● What to work on: Please write out each entry exactly as it appears.

(Point localization data)
Content starts

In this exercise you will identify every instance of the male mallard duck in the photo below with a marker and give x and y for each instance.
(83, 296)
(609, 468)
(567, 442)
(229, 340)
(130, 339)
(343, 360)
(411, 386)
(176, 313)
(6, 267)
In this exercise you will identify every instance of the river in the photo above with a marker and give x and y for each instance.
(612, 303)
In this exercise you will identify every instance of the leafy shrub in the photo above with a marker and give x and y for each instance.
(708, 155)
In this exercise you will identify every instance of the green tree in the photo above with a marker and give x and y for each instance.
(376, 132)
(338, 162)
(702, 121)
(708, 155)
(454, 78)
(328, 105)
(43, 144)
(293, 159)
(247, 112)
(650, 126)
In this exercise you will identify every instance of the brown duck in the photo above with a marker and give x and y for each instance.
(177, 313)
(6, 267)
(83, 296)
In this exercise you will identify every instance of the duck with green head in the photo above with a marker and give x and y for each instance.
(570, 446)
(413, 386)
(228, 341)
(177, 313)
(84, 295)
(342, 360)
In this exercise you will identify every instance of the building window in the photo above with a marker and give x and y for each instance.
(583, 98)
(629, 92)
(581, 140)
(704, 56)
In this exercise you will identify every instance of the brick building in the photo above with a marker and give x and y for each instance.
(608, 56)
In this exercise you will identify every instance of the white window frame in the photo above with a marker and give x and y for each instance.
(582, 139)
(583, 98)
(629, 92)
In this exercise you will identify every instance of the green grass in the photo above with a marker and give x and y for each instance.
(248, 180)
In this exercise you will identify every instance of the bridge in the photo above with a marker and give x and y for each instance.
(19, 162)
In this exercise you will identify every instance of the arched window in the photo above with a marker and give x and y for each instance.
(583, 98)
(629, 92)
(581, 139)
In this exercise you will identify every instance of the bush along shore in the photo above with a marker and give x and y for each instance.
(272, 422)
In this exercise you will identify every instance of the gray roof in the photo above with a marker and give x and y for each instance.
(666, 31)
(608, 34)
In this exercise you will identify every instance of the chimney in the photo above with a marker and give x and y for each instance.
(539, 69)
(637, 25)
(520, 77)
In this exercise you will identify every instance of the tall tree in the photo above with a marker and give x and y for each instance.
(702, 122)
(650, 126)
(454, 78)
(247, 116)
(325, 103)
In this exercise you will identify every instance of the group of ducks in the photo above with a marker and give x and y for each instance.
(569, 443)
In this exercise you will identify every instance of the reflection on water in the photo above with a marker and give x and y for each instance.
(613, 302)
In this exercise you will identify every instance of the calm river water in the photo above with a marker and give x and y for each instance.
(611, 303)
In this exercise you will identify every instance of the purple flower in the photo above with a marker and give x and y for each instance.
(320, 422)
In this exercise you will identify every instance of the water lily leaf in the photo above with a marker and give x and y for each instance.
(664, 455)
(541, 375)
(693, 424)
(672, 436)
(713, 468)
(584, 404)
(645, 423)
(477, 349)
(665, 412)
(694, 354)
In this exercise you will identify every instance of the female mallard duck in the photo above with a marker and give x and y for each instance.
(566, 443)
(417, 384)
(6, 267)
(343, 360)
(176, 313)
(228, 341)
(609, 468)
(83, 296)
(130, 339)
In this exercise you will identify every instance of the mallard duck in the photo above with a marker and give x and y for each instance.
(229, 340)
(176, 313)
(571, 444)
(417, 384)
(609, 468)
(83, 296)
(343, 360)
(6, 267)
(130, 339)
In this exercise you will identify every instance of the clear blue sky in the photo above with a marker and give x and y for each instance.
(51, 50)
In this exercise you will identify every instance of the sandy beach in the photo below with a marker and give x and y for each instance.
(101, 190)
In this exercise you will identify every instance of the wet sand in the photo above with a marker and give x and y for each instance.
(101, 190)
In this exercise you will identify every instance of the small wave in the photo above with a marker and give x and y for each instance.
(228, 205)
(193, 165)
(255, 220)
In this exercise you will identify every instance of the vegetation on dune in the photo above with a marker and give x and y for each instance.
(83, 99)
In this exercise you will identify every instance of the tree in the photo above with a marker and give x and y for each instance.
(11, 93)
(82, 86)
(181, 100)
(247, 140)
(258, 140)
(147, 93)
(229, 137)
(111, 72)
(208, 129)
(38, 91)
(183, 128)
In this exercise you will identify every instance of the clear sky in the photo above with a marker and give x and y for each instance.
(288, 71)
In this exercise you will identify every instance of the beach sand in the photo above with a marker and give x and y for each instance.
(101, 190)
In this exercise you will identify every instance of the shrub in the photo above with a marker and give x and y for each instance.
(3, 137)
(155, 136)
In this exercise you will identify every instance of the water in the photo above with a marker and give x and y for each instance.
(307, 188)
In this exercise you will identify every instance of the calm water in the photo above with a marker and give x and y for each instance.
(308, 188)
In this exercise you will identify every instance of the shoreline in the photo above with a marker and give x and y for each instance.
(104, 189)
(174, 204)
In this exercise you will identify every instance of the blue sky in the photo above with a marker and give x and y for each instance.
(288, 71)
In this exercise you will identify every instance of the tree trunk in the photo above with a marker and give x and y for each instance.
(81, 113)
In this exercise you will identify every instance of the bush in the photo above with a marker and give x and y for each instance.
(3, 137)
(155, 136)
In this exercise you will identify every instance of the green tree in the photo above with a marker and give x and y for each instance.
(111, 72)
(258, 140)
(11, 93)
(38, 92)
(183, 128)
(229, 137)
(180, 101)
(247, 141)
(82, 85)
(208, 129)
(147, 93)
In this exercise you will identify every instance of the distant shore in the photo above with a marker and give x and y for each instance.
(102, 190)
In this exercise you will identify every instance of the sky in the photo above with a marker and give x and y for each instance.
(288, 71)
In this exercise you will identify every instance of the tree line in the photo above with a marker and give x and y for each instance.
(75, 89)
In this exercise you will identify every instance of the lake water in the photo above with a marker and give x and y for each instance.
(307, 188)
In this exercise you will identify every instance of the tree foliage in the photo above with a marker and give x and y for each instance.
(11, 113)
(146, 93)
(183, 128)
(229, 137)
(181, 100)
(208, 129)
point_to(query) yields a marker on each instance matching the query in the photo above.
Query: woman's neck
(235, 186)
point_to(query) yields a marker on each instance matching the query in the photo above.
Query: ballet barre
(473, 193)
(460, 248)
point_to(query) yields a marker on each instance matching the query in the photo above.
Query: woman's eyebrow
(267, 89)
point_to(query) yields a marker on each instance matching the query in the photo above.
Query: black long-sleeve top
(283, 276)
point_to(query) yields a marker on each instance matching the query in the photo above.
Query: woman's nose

Content ends

● Your response:
In this exercise you will identify every instance of the male mallard duck in the photo below with a marker and give x and y for each instance.
(83, 296)
(609, 468)
(567, 442)
(229, 340)
(130, 339)
(343, 360)
(411, 386)
(176, 313)
(6, 267)
In this exercise you will identify every instance of the river in the photo above with a marker and give x and y for each instance.
(612, 303)
In this exercise you will identify every instance of the leafy shrub in the photo above with a marker and give x and y for each instance.
(708, 155)
In this exercise you will identify every instance of the green tree in the photo above with a marker and give x and y for each instance.
(376, 132)
(338, 162)
(702, 121)
(708, 155)
(454, 78)
(328, 105)
(43, 144)
(293, 159)
(247, 112)
(650, 126)
In this exercise you will identify every instance of the brown duck in the photo above with a marker and give x and y for each instance.
(177, 313)
(6, 267)
(83, 296)
In this exercise you will identify every instance of the duck with green head in the photo above with a marker and give x and y for each instance.
(570, 446)
(413, 386)
(228, 341)
(177, 313)
(84, 295)
(342, 360)
In this exercise you will identify every instance of the building window in the photo above with a marker and give x and y for each instance.
(583, 98)
(629, 92)
(581, 140)
(704, 56)
In this exercise you will identify every instance of the brick building in the photo above with a marker and give x and y for each instance.
(608, 56)
In this exercise you will identify every instance of the white window frame in the photo above with a marker and give x and y for each instance.
(582, 139)
(583, 98)
(629, 92)
In this exercise you will identify every instance of the green grass in the photo above with a marker and give x and y for each instance.
(248, 180)
In this exercise you will identify every instance of the bridge in the photo above with a marker and give x and y for each instance.
(19, 162)
In this exercise you will identify every instance of the arched window in the photo above with a marker and give x and y for each instance.
(583, 98)
(629, 92)
(581, 139)
In this exercise you will identify every instance of the bush along shore in the photo above with a marker and give x and y for each instance.
(272, 422)
In this exercise you will identify every instance of the gray roof in the photo above with a marker and give x and y for each instance.
(666, 31)
(608, 34)
In this exercise you will identify every instance of the chimney in the photo above with a marker and give x and y for each instance.
(539, 69)
(637, 25)
(520, 77)
In this exercise you will identify every instance of the tall tree in the photo above with a marker and give x and y for each instance.
(702, 122)
(650, 126)
(454, 78)
(247, 116)
(325, 103)
In this exercise you will identify every instance of the group of ducks in the photo above with a marker and give x and y for each instance.
(569, 443)
In this exercise you will identify every instance of the reflection on water in the photo above with a marker and give x and y for each instance.
(613, 302)
In this exercise you will identify every instance of the calm river water in the photo above with a marker and give x and y for each instance.
(611, 303)
In this exercise you will identify every instance of the purple flower in the photo above with a marker and give x and y for each instance.
(320, 422)
In this exercise you will identify every instance of the water lily leaf in the photo above with a marker and give x and y for each instance.
(664, 455)
(541, 375)
(693, 424)
(672, 436)
(713, 468)
(584, 404)
(645, 423)
(477, 349)
(665, 412)
(694, 354)
In this exercise you will identify every instance of the female mallard duck in the photo above with a marker and give x and y for each instance.
(566, 443)
(417, 384)
(6, 267)
(343, 360)
(176, 313)
(228, 341)
(609, 468)
(83, 296)
(130, 339)
In this exercise you will identify every instance of the mallard duck in the photo above with a marker and give x and y for each instance.
(229, 340)
(176, 313)
(571, 444)
(417, 384)
(609, 468)
(83, 296)
(343, 360)
(6, 267)
(130, 339)
In this exercise you will identify every instance of the clear blue sky in the photo above with a marker and give x and y for each instance.
(51, 50)
In this exercise you will identify every instance of the sandy beach in the photo below with a marker and give x and y for each instance.
(101, 190)
In this exercise you will identify every instance of the wet sand in the photo above with a marker and give x and y for each instance.
(101, 190)
In this exercise you will identify every instance of the small wave in the photo above with a marker and give x and y for each instance.
(228, 205)
(193, 165)
(255, 220)
In this exercise you will identify every instance of the vegetation on dune in the photo above with a marker and give x and y for each instance.
(83, 99)
In this exercise you will identify every instance of the tree in the photo above with a marker and give x and y for each instance.
(11, 93)
(82, 86)
(181, 100)
(247, 140)
(258, 140)
(147, 93)
(229, 137)
(111, 72)
(208, 129)
(38, 91)
(183, 128)
In this exercise you will identify every instance of the clear sky in the photo above with a marker and give x and y for each instance.
(288, 71)
In this exercise you will identify every instance of the beach sand in the photo above with a marker and give x and y for each instance.
(101, 190)
In this exercise you will identify every instance of the shrub in the photo above with a marker and give x and y for each instance.
(3, 137)
(155, 136)
In this exercise you will identify every instance of the water in the photo above with a marker and give x and y for each instance.
(307, 188)
In this exercise you will identify every instance of the calm water in the photo above with a marker and give x and y for each instance.
(308, 188)
In this exercise you will identify every instance of the shoreline in the photo above with a marker and give x and y for each instance.
(104, 189)
(174, 204)
In this exercise you will identify every instance of the blue sky in the photo above with a marker and give x and y for each instance.
(288, 71)
In this exercise you will identify every instance of the tree trunk in the photo above with a marker and give x and y for each instance.
(81, 113)
In this exercise you will identify every instance of the bush in the photo above with a marker and give x and y for each instance.
(3, 137)
(155, 136)
In this exercise you will identify every instance of the green tree in the photo above with a marker and give x and y for each instance.
(111, 72)
(258, 140)
(11, 93)
(38, 92)
(183, 128)
(229, 137)
(180, 101)
(247, 141)
(82, 85)
(208, 129)
(147, 93)
In this exercise you will identify every instance of the distant shore in the photo above with a marker and give x and y for each instance.
(102, 190)
In this exercise you will identify every instance of the sky in the photo above with a marker and give x and y for each instance.
(288, 71)
In this exercise you will identify every instance of the tree line in the photo above with a marker and give x and y for each instance.
(75, 89)
In this exercise you will identify every instance of the lake water in the photo above with a marker and give x and y for each instance.
(307, 188)
In this exercise you will identify every instance of the tree foliage in the photo above with a marker and give x and y for each instance.
(11, 113)
(146, 93)
(183, 128)
(229, 137)
(181, 100)
(208, 129)
point_to(query) yields a marker on each instance matching the query in the photo above.
Query: woman's neck
(235, 186)
point_to(query) yields a marker on each instance matching the query in the photo above.
Query: ballet barre
(473, 193)
(460, 248)
point_to(query) yields a marker on each instance matching the query in the photo above.
Query: woman's eyebrow
(267, 89)
point_to(query) yields a marker on each instance matching the query in the photo above.
Query: black long-sleeve top
(283, 276)
point_to(query) yields a marker on each instance matching the query in the photo above.
Query: woman's nose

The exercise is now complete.